▶ _Exercise 1_: Do these statements agree with the passage on volcanoes and plate tectonics? Answer yes or no for each, and quote the words of the passage that decide it. (a) Alfred Wegener was a German geologist. (b) Wegener compared the coastlines of Africa and South America. (c) Magnetic stripes on the sea bed were discovered in the middle of the 1960s.
▶ _Exercise 2_: According to the passage on volcanoes and plate tectonics, why did geologists ignore Wegener's ideas?
▶ _Exercise 3_: Resume the passage on volcanoes and plate tectonics after its final sentence.

▶ _Source_:
━━━━━━━━
This GCSE Geography quiz challenges you on volcanoes at the edge of tectonic plates. You should be well aware that volcanoes exist mainly in narrow belts around the world. As the theory of plate tectonics was developed and improved, it became possible to understand how volcanoes were formed, why there were several different types of volcano and why they existed mainly in certain areas of the world.

Before plate tectonics, no-one really understood how volcanoes were formed. It was known that there were magma chambers under volcanoes and that there were different types of volcano which depended on what lava was erupted, but that was about all.

In 1912, a German meteorologist called Alfred Wegener had a theory that at least some of the continents had been joined together in the past. He came to this conculsion when he was comparing the coastlines of Africa and South America. They seemed to fit together reasonably well. When he looked at the edges of the continental shelves of the two continents, the fit was even better. He also spotted that there were rocks and fossils which matched up too.

But our understanding of volcanoes didn't really change for a long time. Geologists ignored his ideas because he was a meteorologist. Those scientists who seriously considered this idea of 'Continental Drift' could not see that there could be any mechanism of moving the continents around. But gradually, geologists found other pieces of evidence that suggested that Wegener was correct and in the middle of the 1960s, the discovery of magnetic stripes on the sea bed confirmed that it was slowly moving on a very long time scale. Wegener's theory became the theory of plate tectonics which is now widely accepted.
━━━━━━━━
▶ _Source material_:

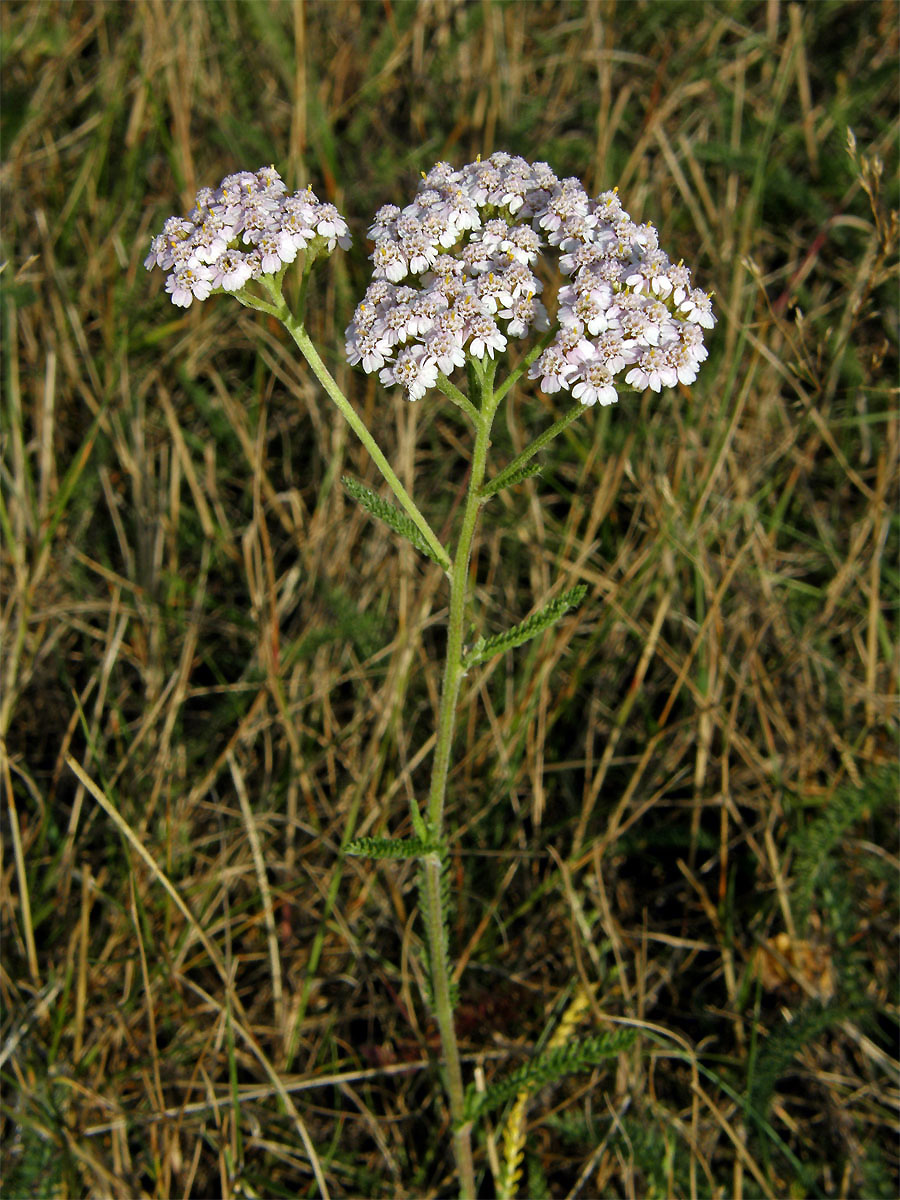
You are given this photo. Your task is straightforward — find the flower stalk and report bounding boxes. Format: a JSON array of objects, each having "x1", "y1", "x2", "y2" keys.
[{"x1": 145, "y1": 152, "x2": 715, "y2": 1200}]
━━━━━━━━
▶ _Exercise output 1_:
(a) No: "a German meteorologist called Alfred Wegener"
(b) Yes: "when he was comparing the coastlines of Africa and South America"
(c) Yes: "in the middle of the 1960s, the discovery of magnetic stripes on the sea bed"

▶ _Exercise output 2_: Geologists ignored his ideas because he was a meteorologist.

▶ _Exercise output 3_:
Where plates come together or are moving apart, volcanoes appear. At constructive plate boundaries, as the edges of the plates move apart, a type of magma which produces rocks like basalt pushes its way up from the mantle to the surface, forming volcanoes. This type of lava is not very viscous, so it is relatively mobile (runny like warm treacle). The volcanoes are wide and relatively flat.

At destructive plate boundaries, one plate is pushed down into the mantle where it melts. The molten rock from the plate mixes with other types of rock as it rises through the crust. The magma is more viscous and so it does not flow as far meaning that the volcanoes have a taller and narrower shape. Sometimes, the magma is so viscous that the neck of the volcano is blocked. When the pressure builds up enough, the volcano will explode, with disastrous consequences for the living world around the volcano.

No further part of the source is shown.